RECORDS SUPPLIED.
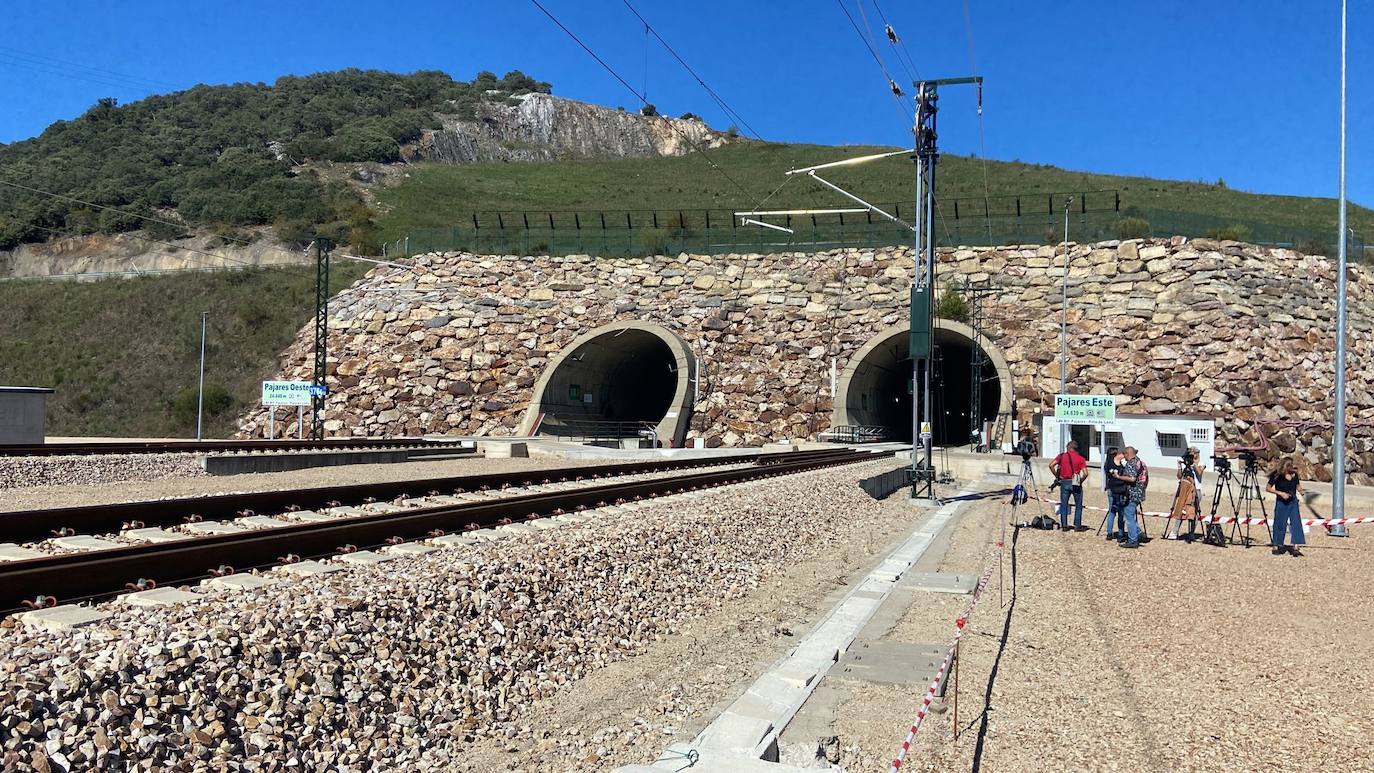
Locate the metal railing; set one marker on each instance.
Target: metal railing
(592, 430)
(853, 434)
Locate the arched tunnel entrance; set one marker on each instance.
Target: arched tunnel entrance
(616, 382)
(875, 387)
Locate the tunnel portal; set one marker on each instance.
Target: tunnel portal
(618, 382)
(877, 389)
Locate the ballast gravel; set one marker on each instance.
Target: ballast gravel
(411, 663)
(25, 471)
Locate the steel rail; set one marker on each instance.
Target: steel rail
(33, 525)
(106, 573)
(215, 446)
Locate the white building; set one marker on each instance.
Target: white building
(1158, 440)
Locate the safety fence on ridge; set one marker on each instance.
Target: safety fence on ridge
(1036, 218)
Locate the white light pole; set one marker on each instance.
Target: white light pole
(1338, 457)
(1064, 323)
(199, 400)
(1064, 315)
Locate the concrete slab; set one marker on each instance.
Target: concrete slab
(62, 618)
(210, 527)
(798, 674)
(84, 543)
(891, 662)
(312, 516)
(455, 541)
(11, 552)
(364, 558)
(566, 518)
(263, 522)
(941, 582)
(709, 761)
(154, 534)
(308, 569)
(735, 732)
(158, 597)
(408, 549)
(239, 581)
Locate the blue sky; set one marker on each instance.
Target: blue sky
(1197, 89)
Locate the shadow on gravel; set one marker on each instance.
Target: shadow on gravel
(996, 663)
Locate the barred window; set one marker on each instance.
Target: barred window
(1171, 441)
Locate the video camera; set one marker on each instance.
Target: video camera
(1222, 463)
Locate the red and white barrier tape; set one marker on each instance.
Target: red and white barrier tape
(1233, 519)
(943, 670)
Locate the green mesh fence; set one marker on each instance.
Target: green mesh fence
(1094, 216)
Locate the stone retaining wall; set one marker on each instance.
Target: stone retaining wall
(1224, 328)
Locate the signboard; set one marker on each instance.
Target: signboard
(1084, 408)
(286, 393)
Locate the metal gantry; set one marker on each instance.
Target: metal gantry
(322, 332)
(922, 289)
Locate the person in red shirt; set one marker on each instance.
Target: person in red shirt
(1069, 471)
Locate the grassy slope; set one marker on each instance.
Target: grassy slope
(118, 350)
(437, 195)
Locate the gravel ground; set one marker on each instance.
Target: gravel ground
(1168, 658)
(190, 485)
(441, 662)
(29, 471)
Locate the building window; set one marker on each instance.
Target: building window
(1171, 441)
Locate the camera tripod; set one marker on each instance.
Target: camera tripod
(1024, 490)
(1249, 497)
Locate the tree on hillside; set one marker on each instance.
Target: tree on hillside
(230, 155)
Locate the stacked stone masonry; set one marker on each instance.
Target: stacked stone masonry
(1223, 328)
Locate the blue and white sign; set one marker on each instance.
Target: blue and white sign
(286, 393)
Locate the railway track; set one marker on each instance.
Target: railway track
(73, 577)
(221, 446)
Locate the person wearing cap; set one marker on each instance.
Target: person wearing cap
(1069, 470)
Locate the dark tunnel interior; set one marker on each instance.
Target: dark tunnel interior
(627, 375)
(880, 393)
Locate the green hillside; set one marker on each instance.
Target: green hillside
(228, 155)
(443, 197)
(124, 353)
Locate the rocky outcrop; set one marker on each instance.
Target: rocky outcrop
(1230, 330)
(539, 127)
(131, 253)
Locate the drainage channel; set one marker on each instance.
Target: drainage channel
(745, 736)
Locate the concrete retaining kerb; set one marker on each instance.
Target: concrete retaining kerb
(745, 735)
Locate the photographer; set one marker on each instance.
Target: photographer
(1187, 500)
(1069, 470)
(1286, 486)
(1136, 477)
(1117, 493)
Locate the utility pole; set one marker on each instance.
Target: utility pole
(199, 400)
(1338, 440)
(322, 334)
(924, 282)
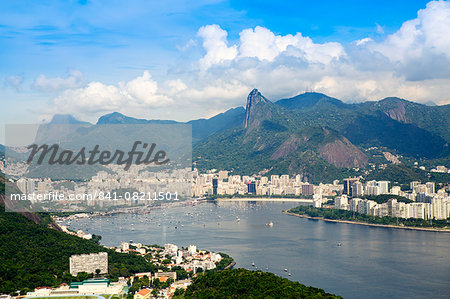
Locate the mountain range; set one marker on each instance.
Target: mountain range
(310, 134)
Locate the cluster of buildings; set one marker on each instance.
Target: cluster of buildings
(190, 259)
(220, 183)
(427, 203)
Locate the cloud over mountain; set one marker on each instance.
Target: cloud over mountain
(412, 63)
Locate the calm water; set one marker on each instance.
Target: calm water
(371, 263)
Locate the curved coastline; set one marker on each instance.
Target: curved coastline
(369, 224)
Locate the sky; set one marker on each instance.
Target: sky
(185, 60)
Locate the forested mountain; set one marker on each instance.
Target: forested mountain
(311, 134)
(241, 283)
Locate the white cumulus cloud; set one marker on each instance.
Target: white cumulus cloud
(74, 79)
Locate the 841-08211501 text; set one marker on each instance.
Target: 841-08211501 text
(138, 195)
(97, 195)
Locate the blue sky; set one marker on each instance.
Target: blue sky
(190, 59)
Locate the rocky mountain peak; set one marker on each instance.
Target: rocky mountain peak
(253, 101)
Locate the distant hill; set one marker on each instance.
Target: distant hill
(271, 139)
(202, 128)
(119, 118)
(312, 134)
(66, 119)
(408, 128)
(308, 100)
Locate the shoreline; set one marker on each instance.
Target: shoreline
(369, 224)
(274, 199)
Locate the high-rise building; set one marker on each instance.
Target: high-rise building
(89, 263)
(348, 183)
(384, 187)
(430, 187)
(307, 189)
(215, 185)
(357, 189)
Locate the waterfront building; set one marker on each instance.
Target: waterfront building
(89, 263)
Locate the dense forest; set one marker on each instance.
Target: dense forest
(241, 283)
(336, 214)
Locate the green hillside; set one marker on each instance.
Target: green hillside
(241, 283)
(33, 255)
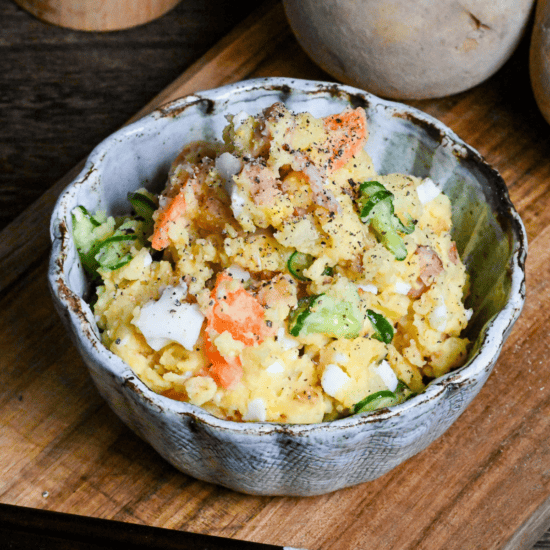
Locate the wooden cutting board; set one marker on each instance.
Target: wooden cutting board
(485, 484)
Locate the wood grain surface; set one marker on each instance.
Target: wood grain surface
(485, 484)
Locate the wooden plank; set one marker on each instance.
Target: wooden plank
(485, 484)
(232, 59)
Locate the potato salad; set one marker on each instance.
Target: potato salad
(278, 277)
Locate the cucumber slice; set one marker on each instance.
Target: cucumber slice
(114, 252)
(378, 400)
(326, 315)
(376, 208)
(383, 329)
(143, 205)
(383, 399)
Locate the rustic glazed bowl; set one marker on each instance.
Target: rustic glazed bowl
(277, 459)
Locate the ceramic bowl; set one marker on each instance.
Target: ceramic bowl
(282, 459)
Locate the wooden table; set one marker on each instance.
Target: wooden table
(484, 485)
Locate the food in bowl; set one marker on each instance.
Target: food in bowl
(278, 277)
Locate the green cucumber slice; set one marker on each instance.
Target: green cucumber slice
(383, 399)
(383, 329)
(142, 204)
(114, 252)
(326, 315)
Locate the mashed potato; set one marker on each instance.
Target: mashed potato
(281, 279)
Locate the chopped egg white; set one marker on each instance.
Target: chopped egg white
(237, 201)
(368, 288)
(169, 319)
(147, 259)
(256, 411)
(386, 373)
(334, 379)
(239, 118)
(427, 191)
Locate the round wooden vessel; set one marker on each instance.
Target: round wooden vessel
(97, 15)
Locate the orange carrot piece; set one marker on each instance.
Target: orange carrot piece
(348, 136)
(240, 314)
(175, 209)
(224, 372)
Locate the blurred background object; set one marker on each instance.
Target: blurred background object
(539, 58)
(405, 49)
(97, 15)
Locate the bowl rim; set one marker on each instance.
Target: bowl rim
(495, 330)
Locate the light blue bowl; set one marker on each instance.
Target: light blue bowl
(277, 459)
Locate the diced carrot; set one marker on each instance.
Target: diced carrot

YOUR GOAL. Every entry must be transcribed exactly. Pictures do not belong in the copy.

RESULT BELOW.
Locate the metal railing; set one marker on each instance.
Target: metal railing
(592, 430)
(853, 434)
Locate the arched tunnel entrance; set one marker on each instance.
Target: arched tunnel entrance
(616, 382)
(875, 387)
Locate the tunnel portal; set one marker on each instance.
Target: tunnel portal
(618, 382)
(877, 389)
Locate the ballast gravel; set one marker on each instance.
Target: ballast gravel
(411, 663)
(25, 471)
Locate the steel rail; set one marker on each instance.
Target: steel rail
(33, 525)
(106, 573)
(215, 446)
Locate the white building; set one marker on each instance.
Target: white building
(1158, 440)
Locate the safety fence on ridge; set one marker on each instance.
Target: safety fence on ridge
(1036, 218)
Locate the white light pole; set one marker on each instance.
Target: white light pole
(1338, 457)
(1064, 323)
(199, 400)
(1064, 315)
Locate the concrete slab; set one marker on each instance.
Target: concrete slab
(62, 618)
(210, 527)
(798, 674)
(84, 543)
(891, 662)
(312, 516)
(455, 541)
(11, 552)
(364, 558)
(566, 518)
(263, 522)
(941, 582)
(709, 761)
(154, 534)
(308, 569)
(735, 732)
(158, 597)
(408, 549)
(239, 581)
Locate the blue sky; set one marker on each instance.
Target: blue sky
(1197, 89)
Locate the shadow on gravel; set one marker on each instance.
Target: shadow on gravel
(996, 663)
Locate the barred window; set one marker on each instance.
Target: barred window
(1171, 441)
Locate the video camera; set one marker on each instance.
Target: video camera
(1222, 463)
Locate the red and white barrier tape; set one marker on each instance.
Target: red and white barrier tape
(1233, 519)
(943, 670)
Locate the green mesh fence; set one marker on each instance.
Target: green mesh fence
(1094, 216)
Locate the stone retaining wall; set one marker on each instance.
Target: stone retaining wall
(1224, 328)
Locate the signboard; set one marker on each instance.
Target: signboard
(1084, 408)
(286, 393)
Locate the metal gantry; set one marker on each instance.
Target: metal gantry
(322, 332)
(922, 289)
Locate the person in red shirt; set one marker on each instance.
Target: person in red shirt
(1069, 471)
Locate the grassy slope; set one marker on each instance.
Target: grassy slope
(118, 350)
(437, 195)
Locate the gravel ground; set one marker on each instance.
Target: gravel ground
(1168, 658)
(190, 485)
(441, 662)
(29, 471)
Locate the building window; set one marker on each instance.
Target: building window
(1171, 441)
Locate the camera tripod; set one marker on each instance.
Target: camera tripod
(1024, 490)
(1249, 497)
Locate the tree on hillside; set one marker on each instance.
Target: tree on hillside
(230, 155)
Locate the stacked stone masonry; set one marker on each instance.
Target: stacked stone masonry
(1223, 328)
Locate the blue and white sign; set one marker on each instance.
Target: blue and white sign
(286, 393)
Locate the railway track; set one marker on each instance.
Target: railway track
(73, 577)
(221, 446)
Locate the person wearing cap; set one marker on each instance.
Target: person wearing cap
(1069, 470)
Locate the dark tunnel interior; set one marker on each instance.
Target: dark tunnel interior
(627, 375)
(880, 393)
Locate the green hillside; set one marker on each instance.
Target: green hillside
(228, 155)
(443, 197)
(124, 353)
Locate the rocky outcrop; set one marker on each instance.
Target: rocky outcrop
(1230, 330)
(539, 127)
(131, 253)
Locate the drainage channel; set one marker on each instance.
Target: drainage channel
(745, 736)
Locate the concrete retaining kerb; set one marker on each instance.
Target: concrete retaining kerb
(745, 735)
Locate the photographer; set one marker on each instance.
Target: photographer
(1187, 500)
(1069, 470)
(1286, 486)
(1136, 477)
(1117, 493)
Locate the utility pole; set one marker on each instance.
Target: utility pole
(199, 400)
(1338, 440)
(322, 334)
(924, 282)
Locate the mountain range; set one marker on each instance.
Target: mountain range
(310, 134)
Locate the cluster of buildings; set one marker on each instance.
Target: cluster of buildings
(190, 259)
(220, 183)
(427, 203)
Locate the cloud over mountain; set one marker on each instance.
Target: cloud over mountain
(412, 63)
Locate the calm water; set one marker on each instance.
Target: calm water
(371, 263)
Locate the curved coastline; set one marker on each instance.
Target: curved coastline
(369, 224)
Locate the sky; set one marker on each instance.
Target: sky
(185, 60)
Locate the forested mountain; set one marker on each instance.
Target: forested mountain
(311, 134)
(241, 283)
Locate the white cumulus cloud; set one marker on each instance.
Target: white cumulus cloud
(74, 79)
Locate the 841-08211501 text; set one marker on each instance.
Target: 841-08211501 text
(138, 195)
(97, 195)
Locate the blue sky; set one marker on each instance.
Target: blue sky
(190, 59)
Locate the rocky mountain peak; set one marker on each instance.
Target: rocky mountain peak
(253, 101)
Locate the distant hill; set one marker on each instance.
Target: distant hill
(271, 139)
(202, 128)
(119, 118)
(312, 134)
(66, 119)
(408, 128)
(308, 100)
Locate the shoreline; set one marker on each instance.
Target: shoreline
(369, 224)
(274, 199)
Locate the high-rise building; set one marker on each instance.
Target: high-rise building
(89, 263)
(348, 183)
(384, 187)
(430, 187)
(307, 189)
(215, 185)
(357, 189)
Locate the waterfront building; set one marker on each instance.
Target: waterfront building
(89, 263)
Locate the dense forest; set one marker on each instance.
Target: dense forest
(241, 283)
(336, 214)
Locate the green hillside; set one marker on each instance.
Target: green hillside
(241, 283)
(33, 255)
Locate the wooden cutting board; set one marker on each instance.
Target: wooden cutting board
(485, 484)
Locate the wood grain surface; set one marker on each instance.
Target: wood grain surface
(485, 484)
Locate the wooden plank; set one marker on each instance.
Target: wooden plank
(485, 484)
(232, 59)
Locate the potato salad; set one marker on each instance.
Target: potato salad
(278, 277)
Locate the cucumber slice; set one marker on each instance.
Target: cucumber slice
(114, 252)
(378, 400)
(326, 315)
(376, 208)
(383, 329)
(143, 205)
(383, 399)
Locate the rustic glazed bowl; set one marker on each instance.
Target: rustic glazed bowl
(277, 459)
Locate the ceramic bowl; set one marker on each instance.
Target: ceramic bowl
(282, 459)
Locate the wooden table; set one marker on each instance.
Target: wooden table
(484, 485)
Locate the food in bowl; set one marker on each instance.
Target: food in bowl
(278, 277)
Locate the green cucumber slice; set one marker on each instance.
Target: green cucumber slice
(383, 399)
(383, 329)
(142, 204)
(114, 252)
(326, 315)
Locate the mashed potato; set one marker on each instance.
Target: mashed potato
(281, 279)
Locate the chopped egg white; set one marker on each instance.
Target: chopped egg white
(237, 201)
(368, 288)
(169, 319)
(147, 259)
(256, 411)
(386, 373)
(334, 379)
(239, 118)
(427, 191)
Locate the round wooden vessel; set one marker on each instance.
Target: round wooden vessel
(97, 15)
Locate the orange carrot piece; set one marker on each instance.
Target: orange carrot piece
(348, 136)
(240, 314)
(175, 209)
(224, 372)
Locate the blurred background object; set one marker on each instance.
Target: blurred background object
(539, 58)
(405, 49)
(97, 15)
Locate the bowl rim; set one marker on each instance.
Target: bowl rim
(495, 330)
Locate the light blue bowl; set one marker on each instance.
Target: light blue bowl
(277, 459)
Locate the diced carrot; set one marker on each instance.
Target: diced carrot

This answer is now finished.